**課題 1**
X線CT装置の審決の抜粋から、次の一文を英語に訳してください。「本件審判の請求は、成り立たない。」
**課題 2**
X線CT装置の審決の抜粋によると、請求項1で小径プーリの径はどのような条件を満たすように定められていますか。抜粋の記述に基づき、1〜3文で説明してください。
**課題 3**
X線CT装置の審決の抜粋を、最後の文の後から書き継いでください。

結論 本件審判の請求は、成り立たない。 
理由 I.手続の経緯
本願は、平成12年10月5日の出願であって、平成16年5月11日付で拒絶査定がなされ(発送日:平成16年5月18日)、これに対し、平成16年6月17日に拒絶査定に対する審判請求がなされるとともに、平成16年7月13日付で手続補正(以下、「本件補正」という。)がなされたものである。

II.本願発明について
本件補正により、特許請求の範囲の請求項1は、
「少なくともX線管とX線検出器とが搭載された回転フレームと、該回転フレームに固定されて該回転フレームと一体に回転する大径プーリと、回転駆動装置およびブレーキ装置に連結された小径プーリと、これら大径プーリおよび小径プーリとの間にかけわたされたVベルトとが備えられ、通常の回転立ち上げ・安定回転・停止時には回転駆動装置の回転が小径プーリ、Vベルトおよび大径プーリを介して伝達されて回転フレームが回転する程度に小径プーリとVベルトとの間で摩擦が生じ、かつ回転フレームが回転しているときに上記ブレーキ装置が作動した場合にVベルトの動力が小径プーリに伝達されないほどに小径プーリとVベルトとの間で滑り摩擦が生じるように小径プーリの径が定められていることを特徴とするX線CT装置。」

**提供資料**
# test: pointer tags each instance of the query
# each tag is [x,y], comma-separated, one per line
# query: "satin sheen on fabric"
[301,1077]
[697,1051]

**最終回答 1**
The request for this appeal trial cannot be sustained.

**最終回答 2**
小径プーリの径は、通常の回転立ち上げ・安定回転・停止時に、回転駆動装置の回転が小径プーリ、Vベルトおよび大径プーリを介して伝わり、回転フレームが回転する程度の摩擦が小径プーリとVベルトとの間に生じるように定められています。同時に、回転フレームが回転しているときにブレーキ装置が作動した場合には、Vベルトの動力が小径プーリに伝わらないほどの滑り摩擦が両者の間に生じるように定められています。

**最終回答 3**
から、
「少なくともX線管とX線検出器とが搭載された回転フレームと、該回転フレームに固定されて該回転フレームと一体に回転する大径プーリと、回転駆動装置およびブレーキ装置に連結された小径プーリと、これら大径プーリおよび小径プーリとの間にかけわたされたVベルトとが備えられ、通常の回転立ち上げ・安定回転・停止時には回転駆動装置の回転が小径プーリ、Vベルトおよび大径プーリを介して伝達されて回転フレームが回転する程度に小径プーリとVベルトとの間で摩擦が生じ、かつ回転フレームが回転しているときに上記ブレーキ装置が作動した場合に小径プーリとVベルトとの間で上記ブレーキ装置の破損が生じない程度に滑り摩擦が生じるように小径プーリの径が定められていることを特徴とするX線CT装置。」
(以下、「本願発明」という。)へと補正された(下線部は補正箇所を示す。)。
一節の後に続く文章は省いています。